> Task prompt:
Nothing should change. Output the data exactly.

Natural-language object grounding data
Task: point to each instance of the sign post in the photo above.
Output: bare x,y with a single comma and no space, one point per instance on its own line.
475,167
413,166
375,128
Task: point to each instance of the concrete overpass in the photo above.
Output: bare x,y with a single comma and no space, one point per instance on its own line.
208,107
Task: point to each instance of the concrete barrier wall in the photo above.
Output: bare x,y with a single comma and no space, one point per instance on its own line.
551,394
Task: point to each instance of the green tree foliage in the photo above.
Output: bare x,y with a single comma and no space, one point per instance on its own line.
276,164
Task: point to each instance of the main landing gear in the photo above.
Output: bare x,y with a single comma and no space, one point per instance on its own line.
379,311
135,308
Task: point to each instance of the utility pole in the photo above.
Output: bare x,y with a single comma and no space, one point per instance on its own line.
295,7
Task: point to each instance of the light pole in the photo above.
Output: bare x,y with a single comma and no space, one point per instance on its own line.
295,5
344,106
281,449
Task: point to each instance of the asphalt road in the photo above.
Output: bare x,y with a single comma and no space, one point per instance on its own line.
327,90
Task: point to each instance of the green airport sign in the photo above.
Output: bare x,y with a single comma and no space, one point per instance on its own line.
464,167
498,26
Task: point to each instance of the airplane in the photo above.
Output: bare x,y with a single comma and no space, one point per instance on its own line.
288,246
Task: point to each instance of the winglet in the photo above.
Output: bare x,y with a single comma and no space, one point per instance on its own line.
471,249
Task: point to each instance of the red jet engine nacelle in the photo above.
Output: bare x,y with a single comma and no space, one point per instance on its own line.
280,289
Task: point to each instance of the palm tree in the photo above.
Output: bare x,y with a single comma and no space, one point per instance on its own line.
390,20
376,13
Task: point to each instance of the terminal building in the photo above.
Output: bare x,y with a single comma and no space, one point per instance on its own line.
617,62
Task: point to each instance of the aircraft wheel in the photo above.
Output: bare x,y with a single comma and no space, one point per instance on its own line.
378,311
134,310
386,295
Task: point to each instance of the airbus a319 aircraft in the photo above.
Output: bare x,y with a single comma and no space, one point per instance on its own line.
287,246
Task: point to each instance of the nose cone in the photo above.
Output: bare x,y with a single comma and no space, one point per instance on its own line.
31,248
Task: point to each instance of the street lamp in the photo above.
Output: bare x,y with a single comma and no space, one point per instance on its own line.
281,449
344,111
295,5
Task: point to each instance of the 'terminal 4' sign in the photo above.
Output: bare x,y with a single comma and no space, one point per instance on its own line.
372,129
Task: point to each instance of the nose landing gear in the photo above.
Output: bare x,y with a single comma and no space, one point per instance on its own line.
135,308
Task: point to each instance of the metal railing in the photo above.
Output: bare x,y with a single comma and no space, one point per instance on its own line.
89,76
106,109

> Exercise response:
Task: point to each instance of the sign post in the photo above.
Output: bare x,y with a single comma and no space, one point per instance on its own line.
475,167
413,166
375,128
Task: point to each instance of the concrete overpass in the photo above.
Output: bare x,y with a single comma and no space, one point per instance on its own line.
208,107
Task: point to each instance of the concrete barrier wall in the photo above.
Output: bare x,y with a single comma and no space, one point per instance on its own line.
551,394
Task: point to each instance of the green tree foliage in the photo above.
Output: bare x,y with a single comma and no space, one point per instance on its own line.
276,164
Task: point to each instance of the main landing gear in the photo above.
Output: bare x,y with a single comma and no space, one point per instance on its own line.
379,311
135,308
Task: point to each instance of the utility pole in the photo above.
Output: bare x,y with a single comma and no space, one point per instance on its own line.
295,7
Task: point to each instance of the light pole in the photo above.
Output: bare x,y with a single comma and no space, one point per instance on its own line.
295,5
344,106
281,449
Task: point to each instance of the asphalt road in the photo above.
Output: bare x,y with a single comma and no space, one point per instance on its own line.
327,90
Task: point to each instance of the green airport sign in the photo above.
Output: bare x,y with a single comma and no space, one point per instance on its own line.
464,167
498,26
Task: point to each instance of the airplane in the photo above.
Output: bare x,y with a single comma and no space, one point per instance on its own line.
288,246
Task: point to each instance of the winglet in the photo above.
Output: bare x,y with a single comma and no space, one point per instance on its own line.
471,249
Task: point to each instance of the red jet engine nacelle in the photo above.
Output: bare x,y with a single comma and no space, one point per instance on its own line.
280,289
Task: point to each instance of the palm tree in the photo above.
Output: bare x,y with a single comma and no space, one point per instance on its own line.
390,20
376,13
Task: point to each instance of the terminal building in the photo above.
Output: bare x,y with a single comma and no space, one point per instance on its own line.
617,62
Task: point to each instance of the aircraft wheel in the photo above.
Output: bare x,y with a single comma and no space, one point per instance on its own line.
378,311
134,310
386,295
Task: point to each instance of the airbus a319 aircraft in the photo above.
Output: bare x,y with a single comma and no space, one point per instance on its own line.
287,246
Task: point to each instance of the nose cone in the photo above.
Output: bare x,y with a single comma and no space, one point per instance on its own line.
31,248
Task: point to each instance of the street lamp in the photo above.
Output: bare x,y with a single comma and no space, one point per instance on its own line.
281,449
344,111
295,5
Task: point to each instance of the 'terminal 4' sign in the photo above.
Output: bare x,y with a single comma and no space, one point per instance on its own line.
372,129
Task: point to each instance of the nose landing gear in the photo above.
Output: bare x,y with a single comma and no space, one point per instance on its own line.
135,308
Task: point to each instance of the metal railing in the photo above.
Output: bare x,y with a single comma and no space, one point per instance on its own line.
89,76
106,109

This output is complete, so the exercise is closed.